> [Exercise passage]:
I’m not trying to force anything, for the animals in the bath (we bath together) I started making the animal sounds and he found them funny and it passed the time which allowed me to get us both washed without issues, I added the names of the animals a little later on and only recently started to ask him questions about the animals while bathing. For reading the books I was told I should encourage pointing and spotting things out and so I figured this was one of many ways to do that. I’m told I need to bring myself to his height and speak clearly so that he can understand what I am saying. When we are out and about I try and spot things and tell him what they are, what noise they make if any etc. these are all things I was told to do at the 12 month check up and the NHS website also says the same thing so I wouldn’t have thought what I was doing was being “forceful” by any means. When he doesn’t want to do whatever I’m trying to get him to do he moves on and I leave him to it🤷🏽‍♀️

As for complaining about the health visitor, I honestly don’t think it would make a bit of difference. I brought some stuff up about it in our 12 month review and I was just told everyone has their way of doing their job and it’s all “advice” so I don’t need to take it on board if I don’t want to

@Shay your OP and comments give a bit of impression that you're not just having fun with your son, it's like you have some black cloud of pressure and worry over all your interactions with him. Of course we know you're not forcing anything but it seems like all this milestone info and HV advice is making you miss just having fun with him knowing he is learning just because, even if it doesn't seem in the way you think it would. Definitely need to go easier on yourself, you're doing an absolute fabulous job x

Okay, I know you might not want to hear this but this is completely developmentally normal and you're absolutely expecting too much. Why does it matter how he wants to play or read books? It's meant to be fun! You aren't his teacher, you're his mama. Time together should be enjoyable, not a lesson. I highly recommend reading more on toddler development, get yourself a good audiobook and brush up on how toddlers brains work and what to expect! I know its hard, but you have to trust the process and put way less pressure on yourself and your baby. Your HV sounds absolutely terrible, please don't listen to her and do your own research!! There's so many great books out there.

> [Data to examine]:
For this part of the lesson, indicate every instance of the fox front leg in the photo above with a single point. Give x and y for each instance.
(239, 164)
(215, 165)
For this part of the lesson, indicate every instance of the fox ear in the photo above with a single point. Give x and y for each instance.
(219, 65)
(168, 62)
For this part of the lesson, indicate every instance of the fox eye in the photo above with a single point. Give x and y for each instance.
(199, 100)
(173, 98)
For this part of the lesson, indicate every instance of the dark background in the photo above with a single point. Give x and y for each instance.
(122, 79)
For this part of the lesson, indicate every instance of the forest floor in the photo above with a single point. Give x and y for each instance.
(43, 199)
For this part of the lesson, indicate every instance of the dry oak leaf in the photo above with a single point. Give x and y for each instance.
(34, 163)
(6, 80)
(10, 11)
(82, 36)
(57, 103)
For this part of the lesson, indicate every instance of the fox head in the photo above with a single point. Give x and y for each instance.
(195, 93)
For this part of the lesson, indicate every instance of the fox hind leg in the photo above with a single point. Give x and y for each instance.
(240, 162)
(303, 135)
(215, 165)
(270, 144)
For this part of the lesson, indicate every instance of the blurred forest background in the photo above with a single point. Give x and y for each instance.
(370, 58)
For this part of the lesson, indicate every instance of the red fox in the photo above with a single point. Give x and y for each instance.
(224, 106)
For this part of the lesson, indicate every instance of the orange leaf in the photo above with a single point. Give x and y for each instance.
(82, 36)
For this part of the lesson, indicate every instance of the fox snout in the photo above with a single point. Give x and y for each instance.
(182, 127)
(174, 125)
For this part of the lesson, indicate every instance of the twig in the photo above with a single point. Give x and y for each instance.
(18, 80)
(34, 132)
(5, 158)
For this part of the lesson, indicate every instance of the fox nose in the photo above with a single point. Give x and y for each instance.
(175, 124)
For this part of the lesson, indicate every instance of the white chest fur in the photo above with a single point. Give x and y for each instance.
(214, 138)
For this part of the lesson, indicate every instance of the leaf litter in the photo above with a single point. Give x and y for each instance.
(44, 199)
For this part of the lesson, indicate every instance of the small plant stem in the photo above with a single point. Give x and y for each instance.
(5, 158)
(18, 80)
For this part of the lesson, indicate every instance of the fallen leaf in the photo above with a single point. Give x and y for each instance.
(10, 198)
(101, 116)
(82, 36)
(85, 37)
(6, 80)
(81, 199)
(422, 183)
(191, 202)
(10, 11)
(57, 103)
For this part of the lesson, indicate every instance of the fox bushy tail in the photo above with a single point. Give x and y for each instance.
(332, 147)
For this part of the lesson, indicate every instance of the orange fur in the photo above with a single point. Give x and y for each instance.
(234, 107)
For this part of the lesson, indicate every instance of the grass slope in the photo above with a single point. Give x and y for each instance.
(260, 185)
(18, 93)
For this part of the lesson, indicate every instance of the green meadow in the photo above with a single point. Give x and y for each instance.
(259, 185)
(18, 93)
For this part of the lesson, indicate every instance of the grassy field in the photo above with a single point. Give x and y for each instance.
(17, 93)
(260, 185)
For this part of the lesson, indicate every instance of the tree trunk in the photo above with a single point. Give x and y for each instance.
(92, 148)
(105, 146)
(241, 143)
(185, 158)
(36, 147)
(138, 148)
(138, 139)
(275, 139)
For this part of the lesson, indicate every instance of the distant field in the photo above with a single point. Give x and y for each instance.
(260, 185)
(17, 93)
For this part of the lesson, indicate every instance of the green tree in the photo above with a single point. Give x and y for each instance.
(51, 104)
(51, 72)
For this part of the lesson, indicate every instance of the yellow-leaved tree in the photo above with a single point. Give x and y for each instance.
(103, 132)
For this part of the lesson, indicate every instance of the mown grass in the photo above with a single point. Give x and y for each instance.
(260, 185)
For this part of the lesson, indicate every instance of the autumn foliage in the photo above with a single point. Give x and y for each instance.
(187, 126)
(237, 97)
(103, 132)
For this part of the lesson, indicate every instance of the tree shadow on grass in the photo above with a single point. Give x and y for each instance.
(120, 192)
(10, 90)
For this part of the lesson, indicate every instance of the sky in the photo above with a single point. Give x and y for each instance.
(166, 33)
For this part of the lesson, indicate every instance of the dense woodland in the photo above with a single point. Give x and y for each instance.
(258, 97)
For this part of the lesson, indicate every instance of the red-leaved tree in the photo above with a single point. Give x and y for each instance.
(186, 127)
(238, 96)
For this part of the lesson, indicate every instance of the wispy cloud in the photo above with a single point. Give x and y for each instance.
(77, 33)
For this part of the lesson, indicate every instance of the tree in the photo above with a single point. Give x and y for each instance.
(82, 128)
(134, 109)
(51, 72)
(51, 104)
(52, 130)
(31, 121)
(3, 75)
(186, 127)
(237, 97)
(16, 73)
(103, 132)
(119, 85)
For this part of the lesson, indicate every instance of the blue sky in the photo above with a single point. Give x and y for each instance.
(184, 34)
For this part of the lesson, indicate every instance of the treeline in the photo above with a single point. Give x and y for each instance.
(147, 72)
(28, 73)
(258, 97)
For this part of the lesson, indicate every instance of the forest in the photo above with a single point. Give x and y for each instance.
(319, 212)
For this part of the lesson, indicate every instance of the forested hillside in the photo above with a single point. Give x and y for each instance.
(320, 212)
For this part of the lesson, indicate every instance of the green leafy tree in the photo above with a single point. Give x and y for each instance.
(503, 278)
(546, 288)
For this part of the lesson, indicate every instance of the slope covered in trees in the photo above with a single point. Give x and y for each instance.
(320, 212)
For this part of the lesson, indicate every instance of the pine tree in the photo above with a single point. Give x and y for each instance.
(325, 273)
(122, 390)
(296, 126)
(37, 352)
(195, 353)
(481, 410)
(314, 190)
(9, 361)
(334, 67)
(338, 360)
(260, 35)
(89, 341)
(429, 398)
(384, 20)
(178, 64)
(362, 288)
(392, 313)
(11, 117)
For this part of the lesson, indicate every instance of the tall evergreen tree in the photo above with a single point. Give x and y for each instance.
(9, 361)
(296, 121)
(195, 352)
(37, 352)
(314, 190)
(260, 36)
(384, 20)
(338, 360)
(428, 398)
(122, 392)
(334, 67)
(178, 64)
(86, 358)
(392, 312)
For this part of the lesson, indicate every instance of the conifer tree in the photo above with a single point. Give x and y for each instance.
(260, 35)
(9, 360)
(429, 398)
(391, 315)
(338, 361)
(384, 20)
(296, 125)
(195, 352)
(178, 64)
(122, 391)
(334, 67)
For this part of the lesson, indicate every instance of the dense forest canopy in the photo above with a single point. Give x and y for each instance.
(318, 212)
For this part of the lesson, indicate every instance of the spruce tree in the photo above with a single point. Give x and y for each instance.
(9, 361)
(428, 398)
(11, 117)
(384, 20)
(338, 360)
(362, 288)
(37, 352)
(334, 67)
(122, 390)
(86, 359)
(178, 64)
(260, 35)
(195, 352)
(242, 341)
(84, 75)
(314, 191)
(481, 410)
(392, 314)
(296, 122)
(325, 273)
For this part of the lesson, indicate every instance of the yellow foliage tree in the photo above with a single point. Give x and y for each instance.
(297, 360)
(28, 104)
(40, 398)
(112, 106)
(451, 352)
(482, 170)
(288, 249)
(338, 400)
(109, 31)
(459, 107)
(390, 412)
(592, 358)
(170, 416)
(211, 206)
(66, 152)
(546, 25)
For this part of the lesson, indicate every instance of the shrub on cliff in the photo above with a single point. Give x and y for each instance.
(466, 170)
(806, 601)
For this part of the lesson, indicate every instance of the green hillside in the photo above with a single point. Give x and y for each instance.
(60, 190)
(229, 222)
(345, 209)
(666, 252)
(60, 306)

> [Instructions]:
1/ Please revise the part of the parenting discussion that begins at the words "Okay, I know" and stops after "books out there.", replacing "audiobook" with "podcast".
2/ In the parenting discussion, what was the writer told at the 12 month review after raising concerns about the health visitor?

> [Answers for the exercise]:
1/
Okay, I know you might not want to hear this but this is completely developmentally normal and you're absolutely expecting too much. Why does it matter how he wants to play or read books? It's meant to be fun! You aren't his teacher, you're his mama. Time together should be enjoyable, not a lesson. I highly recommend reading more on toddler development, get yourself a good podcast and brush up on how toddlers brains work and what to expect! I know its hard, but you have to trust the process and put way less pressure on yourself and your baby. Your HV sounds absolutely terrible, please don't listen to her and do your own research!! There's so many great books out there.

2/ That everyone has their way of doing their job, and that it's all "advice," so the writer doesn't need to take it on board if they don't want to.